From Signs of the Times 6-13-05:

The euro closed last week at 1.2106 dollars, down 1.1% from 1.2236 the prior week. That would put the dollar at 0.8261 euros compared to 0.8173 the previous Friday. In the U.S. stock market the Dow closed at 10,512.63, up 0.5% from the previous week's close of 10,460.97. The NASDAQ closed at 2,063.00 on Friday, down 0.4% from 2,071.43 the week before. The yield on the ten-year U.S. Tresury Bond closed at 4.04% up from 3.98% the previous Friday. Oil closed at $53.23 a barrel, down 4.1% from last week's $55.40. In terms of the euro, oil would be 43.97 euros a barrel down 3.0% from 45.28 on the previous Friday. Gold closed at $426.40 an ounce, up 0.07% from the previous Friday's close of $426.10. On Friday and ounce of gold would buy 8.01 barrels of oil compared to 7.69 (up 4.2%) a week earlier.

> **Exercise set**
(a) Summarize the market summary in two sentences.
(b) According to the market summary, what was the closing price of oil per barrel in dollars?
The data on this page have no connection to the market summary.

> **Excerpted data**
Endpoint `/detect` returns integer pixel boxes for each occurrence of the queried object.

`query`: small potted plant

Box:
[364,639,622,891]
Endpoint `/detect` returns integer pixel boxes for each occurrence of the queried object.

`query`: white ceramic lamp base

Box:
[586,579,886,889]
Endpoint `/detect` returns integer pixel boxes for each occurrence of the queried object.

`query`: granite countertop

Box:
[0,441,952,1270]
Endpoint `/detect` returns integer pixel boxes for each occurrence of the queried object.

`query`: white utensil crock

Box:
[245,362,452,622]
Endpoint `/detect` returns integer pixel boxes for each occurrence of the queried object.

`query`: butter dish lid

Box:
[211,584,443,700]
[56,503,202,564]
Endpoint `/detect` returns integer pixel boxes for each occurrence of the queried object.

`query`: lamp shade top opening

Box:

> **Completed exercise**
(a) The euro fell 1.1% against the dollar to close the week at 1.2106 dollars, while the Dow rose 0.5% to 10,512.63, the NASDAQ slipped 0.4% to 2,063.00, and the ten-year Treasury yield rose to 4.04%. Oil dropped 4.1% to $53.23 a barrel, gold edged up to $426.40 an ounce, and an ounce of gold would buy 8.01 barrels of oil, compared to 7.69 a week earlier.

(b) Oil closed at $53.23 a barrel.